▸ Challenge: Recast the lines below as a numbered list, starting from the first line and running through the line that contains "[[346, 256]]", with that line included and any blank lines left out.

▸ Exercise material:
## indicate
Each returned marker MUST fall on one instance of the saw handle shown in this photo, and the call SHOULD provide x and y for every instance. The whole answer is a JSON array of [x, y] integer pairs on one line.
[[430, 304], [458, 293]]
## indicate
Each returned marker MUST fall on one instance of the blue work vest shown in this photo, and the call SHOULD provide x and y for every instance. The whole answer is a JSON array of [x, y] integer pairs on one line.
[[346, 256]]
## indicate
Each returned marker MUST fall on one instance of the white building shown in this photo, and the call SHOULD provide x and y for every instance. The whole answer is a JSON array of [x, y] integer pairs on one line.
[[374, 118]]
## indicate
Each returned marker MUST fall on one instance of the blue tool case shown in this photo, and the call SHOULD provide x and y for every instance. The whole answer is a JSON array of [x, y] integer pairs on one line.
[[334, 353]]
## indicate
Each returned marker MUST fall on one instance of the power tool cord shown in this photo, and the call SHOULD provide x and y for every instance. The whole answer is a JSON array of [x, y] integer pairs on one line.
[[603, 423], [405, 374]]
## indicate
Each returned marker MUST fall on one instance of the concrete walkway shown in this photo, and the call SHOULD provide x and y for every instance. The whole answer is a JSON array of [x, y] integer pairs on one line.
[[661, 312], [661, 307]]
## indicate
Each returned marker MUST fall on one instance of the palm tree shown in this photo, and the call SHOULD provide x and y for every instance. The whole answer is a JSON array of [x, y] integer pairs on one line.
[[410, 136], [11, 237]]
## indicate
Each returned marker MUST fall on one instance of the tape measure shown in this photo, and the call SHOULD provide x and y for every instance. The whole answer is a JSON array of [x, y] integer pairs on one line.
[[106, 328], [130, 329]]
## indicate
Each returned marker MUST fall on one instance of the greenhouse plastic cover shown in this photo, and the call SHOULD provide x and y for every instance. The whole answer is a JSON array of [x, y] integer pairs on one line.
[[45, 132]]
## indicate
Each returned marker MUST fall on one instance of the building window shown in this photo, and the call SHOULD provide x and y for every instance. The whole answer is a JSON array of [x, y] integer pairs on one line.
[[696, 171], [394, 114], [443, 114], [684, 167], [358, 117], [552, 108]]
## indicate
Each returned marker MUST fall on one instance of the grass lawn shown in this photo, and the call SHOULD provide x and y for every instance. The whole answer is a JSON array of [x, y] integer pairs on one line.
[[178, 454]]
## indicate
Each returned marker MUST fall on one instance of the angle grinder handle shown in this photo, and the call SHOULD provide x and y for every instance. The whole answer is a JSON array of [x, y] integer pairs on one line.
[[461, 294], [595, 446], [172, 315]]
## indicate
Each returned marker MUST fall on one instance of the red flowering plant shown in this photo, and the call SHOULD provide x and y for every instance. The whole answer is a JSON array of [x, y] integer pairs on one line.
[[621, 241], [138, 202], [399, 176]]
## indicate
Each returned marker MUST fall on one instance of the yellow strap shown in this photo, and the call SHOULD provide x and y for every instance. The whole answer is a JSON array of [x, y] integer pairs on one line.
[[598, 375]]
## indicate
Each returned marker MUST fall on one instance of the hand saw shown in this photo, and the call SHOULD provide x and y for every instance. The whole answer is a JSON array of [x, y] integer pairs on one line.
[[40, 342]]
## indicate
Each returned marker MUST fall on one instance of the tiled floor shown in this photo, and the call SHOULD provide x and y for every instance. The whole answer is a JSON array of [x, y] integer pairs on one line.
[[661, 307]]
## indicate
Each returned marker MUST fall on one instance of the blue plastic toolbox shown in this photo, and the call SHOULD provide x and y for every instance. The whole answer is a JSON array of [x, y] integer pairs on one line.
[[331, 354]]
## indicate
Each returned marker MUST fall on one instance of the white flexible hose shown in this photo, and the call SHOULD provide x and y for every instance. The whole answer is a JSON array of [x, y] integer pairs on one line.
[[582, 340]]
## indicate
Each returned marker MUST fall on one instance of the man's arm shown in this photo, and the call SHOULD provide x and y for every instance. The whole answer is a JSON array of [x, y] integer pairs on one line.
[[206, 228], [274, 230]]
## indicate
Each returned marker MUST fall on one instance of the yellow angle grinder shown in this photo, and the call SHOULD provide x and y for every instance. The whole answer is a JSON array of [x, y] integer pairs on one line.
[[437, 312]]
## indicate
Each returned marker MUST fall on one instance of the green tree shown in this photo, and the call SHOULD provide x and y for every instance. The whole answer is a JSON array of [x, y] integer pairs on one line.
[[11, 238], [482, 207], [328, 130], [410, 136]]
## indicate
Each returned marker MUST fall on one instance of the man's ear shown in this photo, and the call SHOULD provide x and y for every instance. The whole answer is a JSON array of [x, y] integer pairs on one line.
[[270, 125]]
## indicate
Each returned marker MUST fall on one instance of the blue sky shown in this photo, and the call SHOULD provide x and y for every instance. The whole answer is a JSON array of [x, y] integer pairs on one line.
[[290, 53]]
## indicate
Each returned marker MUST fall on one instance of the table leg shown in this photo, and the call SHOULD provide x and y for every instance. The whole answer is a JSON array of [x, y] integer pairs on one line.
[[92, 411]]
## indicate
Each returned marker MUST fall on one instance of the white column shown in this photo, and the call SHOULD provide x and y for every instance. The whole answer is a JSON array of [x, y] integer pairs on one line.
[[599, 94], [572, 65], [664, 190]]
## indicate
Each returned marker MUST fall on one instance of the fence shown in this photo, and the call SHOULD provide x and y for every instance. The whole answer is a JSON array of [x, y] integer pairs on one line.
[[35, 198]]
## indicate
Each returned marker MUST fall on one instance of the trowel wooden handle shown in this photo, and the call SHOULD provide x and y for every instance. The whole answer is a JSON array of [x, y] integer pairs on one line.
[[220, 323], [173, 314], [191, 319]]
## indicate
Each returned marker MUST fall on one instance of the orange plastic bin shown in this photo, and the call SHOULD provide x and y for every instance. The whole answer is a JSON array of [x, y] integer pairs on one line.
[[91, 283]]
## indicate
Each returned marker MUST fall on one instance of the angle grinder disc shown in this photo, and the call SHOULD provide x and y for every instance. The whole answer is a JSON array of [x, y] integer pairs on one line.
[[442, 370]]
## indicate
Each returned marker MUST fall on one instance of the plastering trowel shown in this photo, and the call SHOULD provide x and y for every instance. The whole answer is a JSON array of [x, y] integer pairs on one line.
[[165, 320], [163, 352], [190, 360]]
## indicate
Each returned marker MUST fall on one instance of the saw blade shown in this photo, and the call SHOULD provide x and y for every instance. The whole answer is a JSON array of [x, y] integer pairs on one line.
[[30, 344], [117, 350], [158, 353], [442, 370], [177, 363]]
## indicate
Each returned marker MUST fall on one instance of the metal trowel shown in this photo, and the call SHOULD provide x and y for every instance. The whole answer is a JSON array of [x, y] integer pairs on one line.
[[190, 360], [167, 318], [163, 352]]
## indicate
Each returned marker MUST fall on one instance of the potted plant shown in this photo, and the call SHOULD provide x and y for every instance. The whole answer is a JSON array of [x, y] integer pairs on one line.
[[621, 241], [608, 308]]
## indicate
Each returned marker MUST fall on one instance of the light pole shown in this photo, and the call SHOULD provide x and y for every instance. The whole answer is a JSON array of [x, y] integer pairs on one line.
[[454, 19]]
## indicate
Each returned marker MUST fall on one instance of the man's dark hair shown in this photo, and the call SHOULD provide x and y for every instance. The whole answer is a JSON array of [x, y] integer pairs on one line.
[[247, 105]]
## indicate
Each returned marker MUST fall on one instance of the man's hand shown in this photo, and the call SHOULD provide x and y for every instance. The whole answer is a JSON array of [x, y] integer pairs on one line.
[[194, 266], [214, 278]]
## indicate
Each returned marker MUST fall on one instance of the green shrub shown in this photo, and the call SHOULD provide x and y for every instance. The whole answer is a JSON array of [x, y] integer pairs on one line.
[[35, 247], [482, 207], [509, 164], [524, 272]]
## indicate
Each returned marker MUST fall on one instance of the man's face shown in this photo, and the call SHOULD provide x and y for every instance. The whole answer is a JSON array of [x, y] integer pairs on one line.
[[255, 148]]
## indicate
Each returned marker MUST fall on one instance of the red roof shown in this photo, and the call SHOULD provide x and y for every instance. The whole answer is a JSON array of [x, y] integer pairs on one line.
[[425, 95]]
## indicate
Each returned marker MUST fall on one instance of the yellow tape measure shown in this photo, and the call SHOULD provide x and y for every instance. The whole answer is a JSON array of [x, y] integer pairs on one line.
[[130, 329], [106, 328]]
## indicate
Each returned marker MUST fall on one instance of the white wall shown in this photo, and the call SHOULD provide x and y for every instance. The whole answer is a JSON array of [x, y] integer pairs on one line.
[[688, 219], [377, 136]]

▸ Solution below:
1. ## indicate
2. Each returned marker MUST fall on one instance of the saw handle shown in this photo, and the call SHOULD provide x and y for every instance. The whole answer is a JSON array of [x, y] integer pairs on one line.
3. [[430, 304], [458, 293]]
4. ## indicate
5. Each returned marker MUST fall on one instance of the blue work vest shown in this photo, and the call SHOULD provide x and y for every instance. The whole answer is a JSON array of [x, y] integer pairs on one line.
6. [[346, 256]]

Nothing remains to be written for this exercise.